**AIM**
Select every line in the records below that contains the word "blurred", and copy each such line in full.

**MATERIAL TO PROCESS**
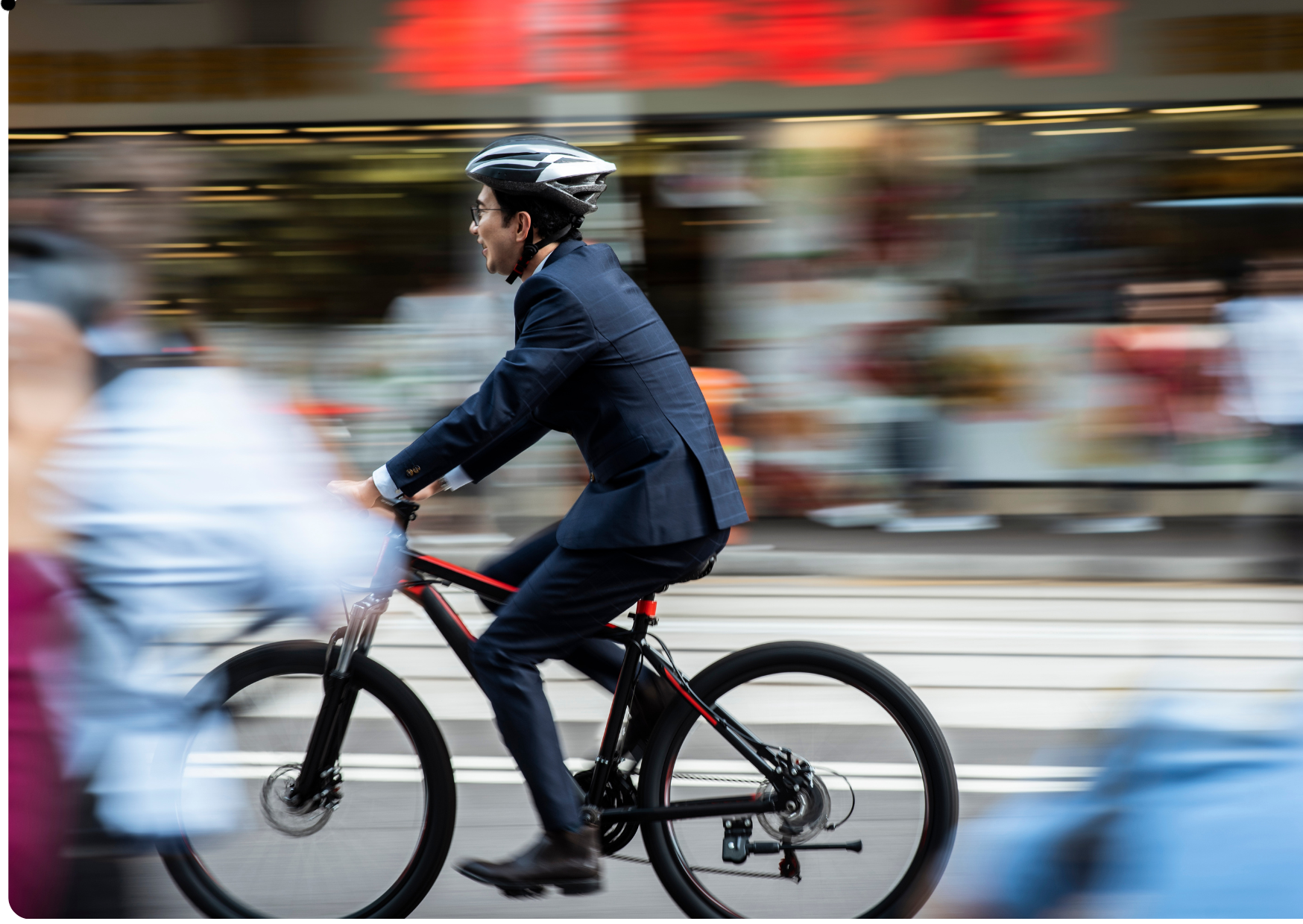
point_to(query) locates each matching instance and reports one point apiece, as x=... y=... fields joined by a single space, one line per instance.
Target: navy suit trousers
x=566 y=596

---

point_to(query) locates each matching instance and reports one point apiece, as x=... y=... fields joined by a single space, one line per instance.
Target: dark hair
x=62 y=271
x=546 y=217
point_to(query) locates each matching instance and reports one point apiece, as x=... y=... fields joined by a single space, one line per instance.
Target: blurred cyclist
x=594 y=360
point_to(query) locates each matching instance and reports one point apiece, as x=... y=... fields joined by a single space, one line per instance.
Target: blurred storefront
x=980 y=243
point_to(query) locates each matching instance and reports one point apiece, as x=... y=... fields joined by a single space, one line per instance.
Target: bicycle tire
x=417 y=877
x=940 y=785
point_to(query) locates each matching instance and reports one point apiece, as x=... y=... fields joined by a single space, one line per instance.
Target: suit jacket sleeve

**RESULT BELOW**
Target: blurred cyclist
Target: blurred storefront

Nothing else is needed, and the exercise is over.